▸ Brano scelto:
Lo Yoga è così radicato nel pensiero Indù che nel Bhagavat Gita, la Bibbia dell’ Induismo, il Dio Krisna definisce lo yoga come azione, dedizione e conoscenza.
E però Patanjali autore degli Yogasutra, (Aforismi dello Yoga ) scritto tra il primo secolo a C e il primo d.C a introdurne i fondamenti. La via proposta è quella dell’ astanga Yoga ( dalle otto membra).
Tra queste figurano “Asana” posture mantenute per un certo periodo di tempo, oggi diremmo esercizi isometrici e “Phranayama” pratiche di controllo del respiro entrambi finalizzati a raggiungere la consapevolezza e il controllo del corpo e della mente.
L’ “Hatayoga-Pradipica” (la lanterna dell’ hata-yoga) e il “ Gheranda Samhita” (Inseganamenti sullo yoga) sono due trattati solo Yoga del periodo Tantrico (quindicesimo secolo) che descrivono anche i “Mudra” (= gesti) piccole sequenze ripetute e gli “SatKarman” (= tecniche di purificazione). La diffusione dello Yoga all’ occidente avvenne per la prima volta alla Word Conference of Religion nel 1893 a Chicago. Iyengar, Yogananda, Satyananda, sono alcuni dei grandi maestri del 900 che hanno contribuito a spogliare la pratica del misticismo originale e a diffondendola attraverso le loro scuole in tutto il mondo occidentale, mettendo a punto le pratiche psicofisiche che oggi vengono proposte da diversi insegnanti in numero scuole.
Il respiro yogico completo è un valido strumento per raggiungere la consapevolezza del respiro ha la caratteristica di aumentare la ventilazione polmonare sfruttando al massimo la tutta la muscolatura respiratoria ed la base del “Phranayama”.

▸ Obiettivo dell'esercizio:
Elenca tutti i testi e i trattati che il brano sulla storia dello yoga cita per titolo.

▸ Voci:
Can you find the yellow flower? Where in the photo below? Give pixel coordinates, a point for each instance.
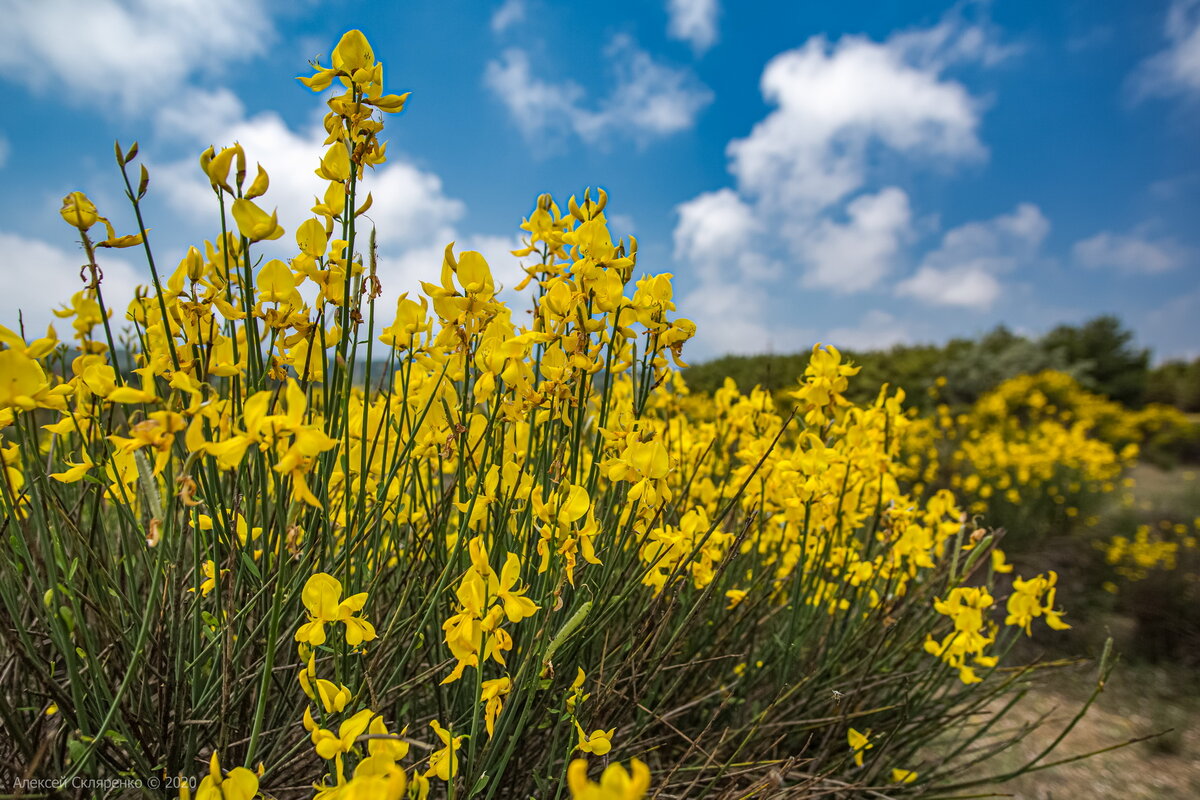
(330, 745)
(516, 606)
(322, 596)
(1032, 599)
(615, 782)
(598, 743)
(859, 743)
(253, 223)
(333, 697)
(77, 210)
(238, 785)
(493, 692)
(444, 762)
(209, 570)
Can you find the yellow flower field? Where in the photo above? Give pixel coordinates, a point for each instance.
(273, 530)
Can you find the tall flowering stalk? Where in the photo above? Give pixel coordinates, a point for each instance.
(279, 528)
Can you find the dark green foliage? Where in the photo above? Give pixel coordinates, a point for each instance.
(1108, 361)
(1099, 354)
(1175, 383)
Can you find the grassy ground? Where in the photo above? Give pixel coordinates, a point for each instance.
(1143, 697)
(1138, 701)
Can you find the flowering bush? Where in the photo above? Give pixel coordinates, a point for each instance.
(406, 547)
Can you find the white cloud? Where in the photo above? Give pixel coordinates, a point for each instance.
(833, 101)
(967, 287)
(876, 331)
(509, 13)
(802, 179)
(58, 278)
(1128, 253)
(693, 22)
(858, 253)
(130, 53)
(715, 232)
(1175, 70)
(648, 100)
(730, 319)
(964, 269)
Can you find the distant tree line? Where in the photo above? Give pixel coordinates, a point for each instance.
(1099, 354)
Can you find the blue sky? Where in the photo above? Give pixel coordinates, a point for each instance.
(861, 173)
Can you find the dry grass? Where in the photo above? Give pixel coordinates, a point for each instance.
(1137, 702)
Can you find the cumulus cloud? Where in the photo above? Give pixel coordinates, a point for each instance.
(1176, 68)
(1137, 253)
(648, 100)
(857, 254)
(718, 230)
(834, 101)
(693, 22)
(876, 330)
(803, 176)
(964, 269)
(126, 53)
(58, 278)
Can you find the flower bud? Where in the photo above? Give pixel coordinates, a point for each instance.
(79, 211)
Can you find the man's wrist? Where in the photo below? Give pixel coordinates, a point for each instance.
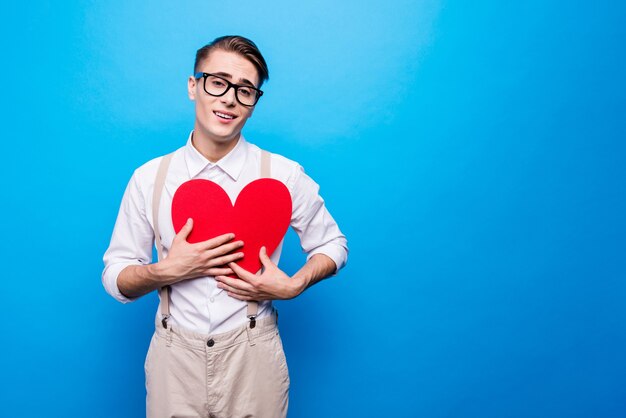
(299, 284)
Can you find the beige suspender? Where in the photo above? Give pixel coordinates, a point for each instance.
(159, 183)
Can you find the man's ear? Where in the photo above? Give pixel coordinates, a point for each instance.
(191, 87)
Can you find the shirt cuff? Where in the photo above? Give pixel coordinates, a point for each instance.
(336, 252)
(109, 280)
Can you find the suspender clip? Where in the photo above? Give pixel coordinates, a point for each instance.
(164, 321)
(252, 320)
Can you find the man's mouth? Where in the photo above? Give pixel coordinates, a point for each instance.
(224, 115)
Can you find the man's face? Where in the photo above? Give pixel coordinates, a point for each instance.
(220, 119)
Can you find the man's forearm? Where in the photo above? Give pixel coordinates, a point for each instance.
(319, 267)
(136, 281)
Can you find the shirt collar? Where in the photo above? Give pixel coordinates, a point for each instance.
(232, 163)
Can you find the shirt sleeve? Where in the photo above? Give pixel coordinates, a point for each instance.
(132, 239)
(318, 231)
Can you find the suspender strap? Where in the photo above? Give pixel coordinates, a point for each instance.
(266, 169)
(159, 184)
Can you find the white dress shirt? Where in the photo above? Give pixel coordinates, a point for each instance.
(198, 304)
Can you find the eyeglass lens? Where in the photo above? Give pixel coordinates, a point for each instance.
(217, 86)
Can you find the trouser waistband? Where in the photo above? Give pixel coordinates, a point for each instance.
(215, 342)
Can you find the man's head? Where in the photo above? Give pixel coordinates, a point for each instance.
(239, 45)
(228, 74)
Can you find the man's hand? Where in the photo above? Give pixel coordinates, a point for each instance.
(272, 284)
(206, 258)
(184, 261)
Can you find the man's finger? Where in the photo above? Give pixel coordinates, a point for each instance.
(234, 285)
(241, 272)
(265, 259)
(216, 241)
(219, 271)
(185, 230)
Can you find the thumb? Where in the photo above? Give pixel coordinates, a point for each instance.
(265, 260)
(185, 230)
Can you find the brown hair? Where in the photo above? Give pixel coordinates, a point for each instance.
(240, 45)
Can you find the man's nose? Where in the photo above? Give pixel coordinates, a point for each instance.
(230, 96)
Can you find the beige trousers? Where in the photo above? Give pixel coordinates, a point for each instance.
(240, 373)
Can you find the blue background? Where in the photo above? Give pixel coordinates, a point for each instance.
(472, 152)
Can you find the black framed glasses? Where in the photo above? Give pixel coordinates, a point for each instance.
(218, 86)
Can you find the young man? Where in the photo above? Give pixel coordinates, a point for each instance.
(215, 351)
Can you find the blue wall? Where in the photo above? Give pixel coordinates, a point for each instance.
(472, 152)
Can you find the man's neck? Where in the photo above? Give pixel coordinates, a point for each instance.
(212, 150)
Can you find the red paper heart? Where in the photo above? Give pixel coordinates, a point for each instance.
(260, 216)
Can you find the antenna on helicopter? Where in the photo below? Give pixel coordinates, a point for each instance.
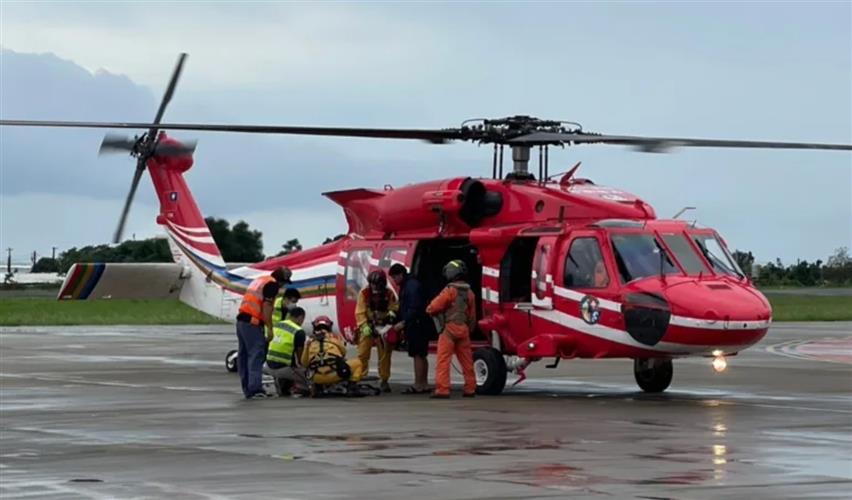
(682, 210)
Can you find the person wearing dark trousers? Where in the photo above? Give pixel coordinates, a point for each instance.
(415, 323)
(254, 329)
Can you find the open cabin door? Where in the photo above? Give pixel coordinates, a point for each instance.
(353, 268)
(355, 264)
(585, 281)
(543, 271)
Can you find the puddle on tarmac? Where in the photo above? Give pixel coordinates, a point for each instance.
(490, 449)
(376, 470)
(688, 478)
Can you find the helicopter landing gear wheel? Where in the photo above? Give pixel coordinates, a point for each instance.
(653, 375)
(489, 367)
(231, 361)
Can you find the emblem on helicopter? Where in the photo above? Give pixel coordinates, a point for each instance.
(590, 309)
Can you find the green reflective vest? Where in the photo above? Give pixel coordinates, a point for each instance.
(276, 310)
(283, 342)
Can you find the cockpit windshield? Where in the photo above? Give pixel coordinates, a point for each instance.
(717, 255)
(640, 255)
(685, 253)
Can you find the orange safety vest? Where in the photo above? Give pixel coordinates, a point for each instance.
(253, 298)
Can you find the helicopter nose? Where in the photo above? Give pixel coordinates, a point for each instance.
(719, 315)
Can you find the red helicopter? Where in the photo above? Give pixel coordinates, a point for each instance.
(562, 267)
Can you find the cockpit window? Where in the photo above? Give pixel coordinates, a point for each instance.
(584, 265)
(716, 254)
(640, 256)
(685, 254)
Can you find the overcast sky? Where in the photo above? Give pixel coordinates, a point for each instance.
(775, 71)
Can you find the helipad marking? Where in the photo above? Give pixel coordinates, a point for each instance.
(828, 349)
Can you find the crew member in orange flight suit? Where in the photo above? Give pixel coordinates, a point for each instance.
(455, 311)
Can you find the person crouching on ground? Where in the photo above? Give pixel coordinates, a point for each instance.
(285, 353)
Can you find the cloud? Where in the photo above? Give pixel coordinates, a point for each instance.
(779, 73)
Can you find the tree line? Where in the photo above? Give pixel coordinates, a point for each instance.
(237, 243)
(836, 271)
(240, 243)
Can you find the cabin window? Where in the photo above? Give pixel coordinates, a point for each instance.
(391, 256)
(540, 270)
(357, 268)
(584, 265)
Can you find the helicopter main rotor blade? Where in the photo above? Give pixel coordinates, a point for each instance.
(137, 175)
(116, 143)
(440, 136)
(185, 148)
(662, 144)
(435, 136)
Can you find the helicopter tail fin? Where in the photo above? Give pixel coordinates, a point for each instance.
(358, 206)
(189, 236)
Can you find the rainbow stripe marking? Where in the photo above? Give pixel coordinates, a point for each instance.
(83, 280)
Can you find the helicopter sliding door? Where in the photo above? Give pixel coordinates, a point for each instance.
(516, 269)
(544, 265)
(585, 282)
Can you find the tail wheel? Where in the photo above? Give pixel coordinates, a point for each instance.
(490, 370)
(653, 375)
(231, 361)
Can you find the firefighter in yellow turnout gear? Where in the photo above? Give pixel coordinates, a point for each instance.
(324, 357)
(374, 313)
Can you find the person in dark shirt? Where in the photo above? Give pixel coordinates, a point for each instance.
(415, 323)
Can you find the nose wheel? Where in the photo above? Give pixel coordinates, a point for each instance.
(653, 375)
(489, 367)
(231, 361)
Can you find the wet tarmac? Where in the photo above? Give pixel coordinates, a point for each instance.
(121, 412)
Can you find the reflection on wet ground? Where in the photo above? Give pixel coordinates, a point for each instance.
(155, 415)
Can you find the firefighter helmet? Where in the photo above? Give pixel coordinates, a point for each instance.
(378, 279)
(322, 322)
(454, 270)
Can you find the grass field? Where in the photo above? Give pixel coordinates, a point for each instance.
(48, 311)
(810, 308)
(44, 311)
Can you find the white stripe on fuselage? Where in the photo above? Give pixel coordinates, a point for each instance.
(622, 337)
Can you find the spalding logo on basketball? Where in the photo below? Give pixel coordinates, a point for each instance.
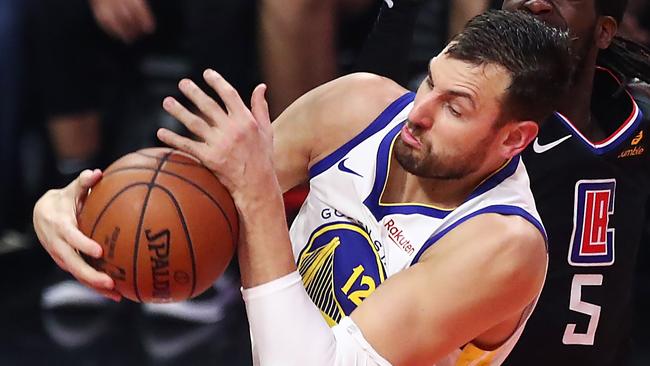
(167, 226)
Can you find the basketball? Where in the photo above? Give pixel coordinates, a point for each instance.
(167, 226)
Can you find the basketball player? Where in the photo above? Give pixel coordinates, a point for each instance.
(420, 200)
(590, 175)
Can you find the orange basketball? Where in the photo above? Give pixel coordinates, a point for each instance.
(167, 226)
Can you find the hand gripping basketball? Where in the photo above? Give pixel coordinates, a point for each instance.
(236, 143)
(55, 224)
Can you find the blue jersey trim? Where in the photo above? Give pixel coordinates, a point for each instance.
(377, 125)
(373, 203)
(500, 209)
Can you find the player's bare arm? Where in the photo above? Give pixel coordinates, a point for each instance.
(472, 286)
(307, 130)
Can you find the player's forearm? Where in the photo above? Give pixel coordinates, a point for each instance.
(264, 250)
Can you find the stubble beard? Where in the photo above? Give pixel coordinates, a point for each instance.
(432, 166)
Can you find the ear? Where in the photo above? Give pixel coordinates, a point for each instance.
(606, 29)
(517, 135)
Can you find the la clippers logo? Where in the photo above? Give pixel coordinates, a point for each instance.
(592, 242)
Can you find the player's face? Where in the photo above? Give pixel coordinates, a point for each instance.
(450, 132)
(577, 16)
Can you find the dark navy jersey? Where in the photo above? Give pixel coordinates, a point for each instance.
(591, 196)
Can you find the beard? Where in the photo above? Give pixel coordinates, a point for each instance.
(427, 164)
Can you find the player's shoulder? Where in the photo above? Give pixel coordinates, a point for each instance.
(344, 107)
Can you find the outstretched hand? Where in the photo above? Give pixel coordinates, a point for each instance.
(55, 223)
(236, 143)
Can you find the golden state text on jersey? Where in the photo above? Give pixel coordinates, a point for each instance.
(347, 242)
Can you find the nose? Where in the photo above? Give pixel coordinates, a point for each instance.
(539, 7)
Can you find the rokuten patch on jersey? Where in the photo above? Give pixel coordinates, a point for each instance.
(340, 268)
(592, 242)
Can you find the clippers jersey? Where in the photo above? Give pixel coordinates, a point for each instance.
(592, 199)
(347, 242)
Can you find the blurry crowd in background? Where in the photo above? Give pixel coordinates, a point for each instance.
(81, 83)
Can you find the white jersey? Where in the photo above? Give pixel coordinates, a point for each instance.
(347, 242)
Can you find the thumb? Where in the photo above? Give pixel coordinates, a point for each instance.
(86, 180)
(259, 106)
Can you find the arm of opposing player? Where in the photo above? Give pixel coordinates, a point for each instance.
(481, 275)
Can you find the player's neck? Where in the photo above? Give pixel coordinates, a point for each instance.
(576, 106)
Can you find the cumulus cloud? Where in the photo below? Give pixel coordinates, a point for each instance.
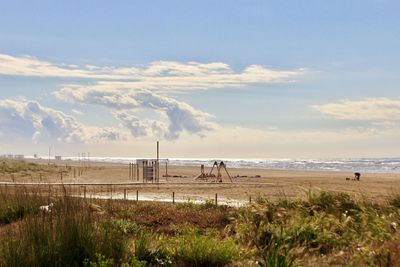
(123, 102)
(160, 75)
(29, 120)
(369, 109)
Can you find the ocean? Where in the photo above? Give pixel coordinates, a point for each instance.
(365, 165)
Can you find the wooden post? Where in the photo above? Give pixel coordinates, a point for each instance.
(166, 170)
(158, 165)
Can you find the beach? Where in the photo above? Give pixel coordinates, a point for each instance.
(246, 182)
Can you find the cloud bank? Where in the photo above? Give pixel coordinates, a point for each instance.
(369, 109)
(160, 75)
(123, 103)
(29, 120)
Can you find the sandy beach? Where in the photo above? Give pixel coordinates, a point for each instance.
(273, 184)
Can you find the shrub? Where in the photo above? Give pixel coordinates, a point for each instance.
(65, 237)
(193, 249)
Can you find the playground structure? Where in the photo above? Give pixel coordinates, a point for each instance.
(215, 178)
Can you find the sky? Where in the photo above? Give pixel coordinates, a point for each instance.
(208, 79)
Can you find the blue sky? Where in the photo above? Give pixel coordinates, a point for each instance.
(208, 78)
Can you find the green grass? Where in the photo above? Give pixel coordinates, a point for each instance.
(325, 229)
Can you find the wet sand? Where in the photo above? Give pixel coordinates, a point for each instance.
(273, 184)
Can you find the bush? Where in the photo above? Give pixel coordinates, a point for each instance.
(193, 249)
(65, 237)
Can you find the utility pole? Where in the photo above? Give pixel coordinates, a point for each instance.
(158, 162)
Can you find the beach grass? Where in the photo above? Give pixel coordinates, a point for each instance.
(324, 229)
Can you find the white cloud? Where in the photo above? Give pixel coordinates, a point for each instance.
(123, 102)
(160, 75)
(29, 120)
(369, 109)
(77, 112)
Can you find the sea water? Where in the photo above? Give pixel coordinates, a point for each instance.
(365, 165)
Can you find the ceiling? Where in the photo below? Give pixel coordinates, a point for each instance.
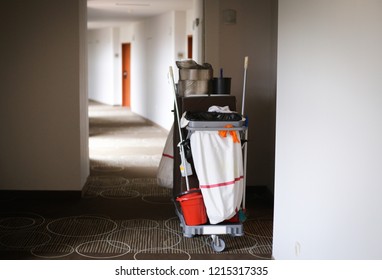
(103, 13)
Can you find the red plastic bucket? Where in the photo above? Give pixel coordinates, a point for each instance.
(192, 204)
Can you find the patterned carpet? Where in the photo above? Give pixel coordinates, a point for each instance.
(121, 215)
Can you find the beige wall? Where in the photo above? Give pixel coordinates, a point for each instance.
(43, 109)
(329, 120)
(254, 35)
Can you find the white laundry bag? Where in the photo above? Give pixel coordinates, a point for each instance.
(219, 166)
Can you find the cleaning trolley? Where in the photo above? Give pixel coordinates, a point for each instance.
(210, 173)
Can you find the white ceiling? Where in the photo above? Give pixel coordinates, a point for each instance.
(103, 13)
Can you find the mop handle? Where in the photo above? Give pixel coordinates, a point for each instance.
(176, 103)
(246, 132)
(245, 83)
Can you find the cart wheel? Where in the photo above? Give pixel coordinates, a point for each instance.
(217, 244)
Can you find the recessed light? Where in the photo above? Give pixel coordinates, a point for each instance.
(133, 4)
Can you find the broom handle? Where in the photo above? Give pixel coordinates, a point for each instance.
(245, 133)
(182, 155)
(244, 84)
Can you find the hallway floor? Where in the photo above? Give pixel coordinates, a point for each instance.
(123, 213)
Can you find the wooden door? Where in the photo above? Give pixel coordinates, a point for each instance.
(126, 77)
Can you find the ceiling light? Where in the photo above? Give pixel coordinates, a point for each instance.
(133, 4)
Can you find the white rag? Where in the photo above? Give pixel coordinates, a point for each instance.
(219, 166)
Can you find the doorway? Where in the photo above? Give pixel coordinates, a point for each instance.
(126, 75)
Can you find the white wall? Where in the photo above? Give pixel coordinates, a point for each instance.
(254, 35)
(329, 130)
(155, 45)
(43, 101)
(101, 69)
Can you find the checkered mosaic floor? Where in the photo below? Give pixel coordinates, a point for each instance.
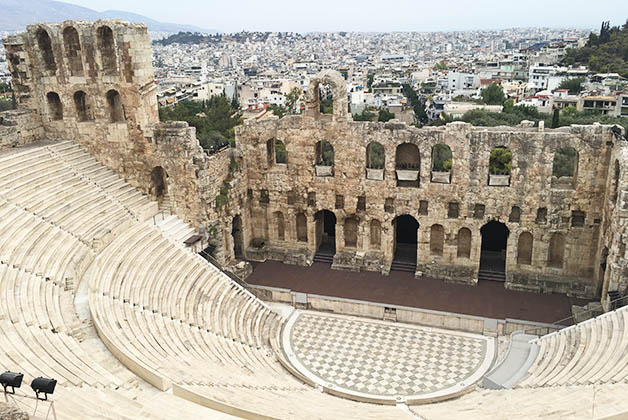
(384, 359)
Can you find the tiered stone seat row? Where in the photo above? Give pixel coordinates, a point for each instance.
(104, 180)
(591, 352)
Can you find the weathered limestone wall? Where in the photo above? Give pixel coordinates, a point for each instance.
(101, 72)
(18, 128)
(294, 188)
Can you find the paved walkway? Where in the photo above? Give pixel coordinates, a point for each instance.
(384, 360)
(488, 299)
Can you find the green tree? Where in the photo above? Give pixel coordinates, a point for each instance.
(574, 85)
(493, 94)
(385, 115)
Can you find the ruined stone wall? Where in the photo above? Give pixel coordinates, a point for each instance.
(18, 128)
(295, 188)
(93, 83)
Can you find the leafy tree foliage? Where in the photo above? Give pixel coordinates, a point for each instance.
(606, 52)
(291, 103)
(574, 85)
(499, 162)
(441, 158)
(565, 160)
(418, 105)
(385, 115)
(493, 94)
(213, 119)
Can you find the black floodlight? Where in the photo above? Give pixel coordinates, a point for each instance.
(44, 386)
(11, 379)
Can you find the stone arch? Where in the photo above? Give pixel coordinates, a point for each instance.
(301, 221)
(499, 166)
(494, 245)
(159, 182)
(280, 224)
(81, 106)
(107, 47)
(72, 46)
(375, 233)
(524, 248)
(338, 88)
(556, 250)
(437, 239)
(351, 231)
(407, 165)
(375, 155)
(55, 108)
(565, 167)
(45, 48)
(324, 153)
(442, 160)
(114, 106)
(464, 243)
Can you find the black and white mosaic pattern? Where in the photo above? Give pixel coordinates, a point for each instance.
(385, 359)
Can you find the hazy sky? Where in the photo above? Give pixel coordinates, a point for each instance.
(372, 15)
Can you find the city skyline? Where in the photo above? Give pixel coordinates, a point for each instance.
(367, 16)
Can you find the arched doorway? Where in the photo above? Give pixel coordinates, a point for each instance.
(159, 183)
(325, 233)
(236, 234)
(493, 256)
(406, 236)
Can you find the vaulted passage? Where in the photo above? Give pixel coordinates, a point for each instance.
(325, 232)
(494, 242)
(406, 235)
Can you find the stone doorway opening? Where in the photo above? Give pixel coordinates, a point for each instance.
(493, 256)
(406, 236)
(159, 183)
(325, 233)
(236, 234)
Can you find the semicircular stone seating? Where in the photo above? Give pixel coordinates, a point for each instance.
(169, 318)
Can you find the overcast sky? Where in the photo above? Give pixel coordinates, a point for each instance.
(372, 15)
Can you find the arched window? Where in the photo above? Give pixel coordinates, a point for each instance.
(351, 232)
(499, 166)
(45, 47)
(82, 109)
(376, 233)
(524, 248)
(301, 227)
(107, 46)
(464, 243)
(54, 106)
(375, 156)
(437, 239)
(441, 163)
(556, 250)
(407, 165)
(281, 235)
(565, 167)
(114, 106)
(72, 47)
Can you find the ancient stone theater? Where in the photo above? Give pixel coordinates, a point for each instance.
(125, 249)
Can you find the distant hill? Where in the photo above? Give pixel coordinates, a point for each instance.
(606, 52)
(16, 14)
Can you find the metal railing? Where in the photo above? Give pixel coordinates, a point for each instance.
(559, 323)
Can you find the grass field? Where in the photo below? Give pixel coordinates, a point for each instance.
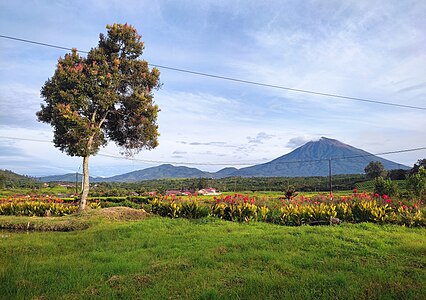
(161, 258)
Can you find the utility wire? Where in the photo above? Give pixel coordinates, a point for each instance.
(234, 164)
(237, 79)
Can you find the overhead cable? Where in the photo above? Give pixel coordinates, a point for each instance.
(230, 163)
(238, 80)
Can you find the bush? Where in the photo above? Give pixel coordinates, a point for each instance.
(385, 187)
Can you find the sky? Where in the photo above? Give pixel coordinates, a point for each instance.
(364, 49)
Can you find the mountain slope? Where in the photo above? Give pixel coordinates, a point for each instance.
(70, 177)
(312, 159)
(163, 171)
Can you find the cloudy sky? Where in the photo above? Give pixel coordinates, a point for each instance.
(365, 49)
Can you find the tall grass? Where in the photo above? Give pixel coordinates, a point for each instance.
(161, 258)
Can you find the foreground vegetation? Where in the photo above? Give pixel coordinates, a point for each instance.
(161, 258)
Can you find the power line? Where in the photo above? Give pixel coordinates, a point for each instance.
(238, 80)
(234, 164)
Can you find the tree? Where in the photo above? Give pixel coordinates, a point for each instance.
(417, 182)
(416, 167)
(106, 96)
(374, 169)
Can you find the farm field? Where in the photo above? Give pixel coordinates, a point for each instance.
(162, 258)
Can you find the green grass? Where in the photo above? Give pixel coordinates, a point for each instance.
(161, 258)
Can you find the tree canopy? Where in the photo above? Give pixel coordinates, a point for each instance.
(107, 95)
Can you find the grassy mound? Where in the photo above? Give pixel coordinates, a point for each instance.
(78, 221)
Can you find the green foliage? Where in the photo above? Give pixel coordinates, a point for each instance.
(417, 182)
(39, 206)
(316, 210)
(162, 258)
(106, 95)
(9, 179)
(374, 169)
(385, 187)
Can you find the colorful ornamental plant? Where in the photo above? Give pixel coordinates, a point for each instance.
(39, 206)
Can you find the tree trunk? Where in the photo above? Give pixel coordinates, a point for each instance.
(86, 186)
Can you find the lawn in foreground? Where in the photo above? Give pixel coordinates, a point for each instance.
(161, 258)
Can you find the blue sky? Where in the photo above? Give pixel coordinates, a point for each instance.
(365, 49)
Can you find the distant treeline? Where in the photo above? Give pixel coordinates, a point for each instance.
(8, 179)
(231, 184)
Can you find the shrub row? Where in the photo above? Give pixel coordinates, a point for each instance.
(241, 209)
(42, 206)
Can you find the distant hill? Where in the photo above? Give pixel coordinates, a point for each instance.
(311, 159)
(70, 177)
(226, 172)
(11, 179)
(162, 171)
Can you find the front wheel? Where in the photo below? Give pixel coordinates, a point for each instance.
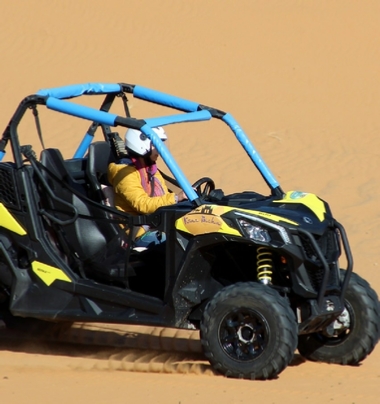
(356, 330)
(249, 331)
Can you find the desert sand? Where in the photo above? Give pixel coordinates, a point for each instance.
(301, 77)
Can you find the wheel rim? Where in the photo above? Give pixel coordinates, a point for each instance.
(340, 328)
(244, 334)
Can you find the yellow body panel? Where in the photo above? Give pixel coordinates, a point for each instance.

▸ Risposta scritta:
Bhagavat Gita
Yogasutra
Hatayoga-Pradipica
Gheranda Samhita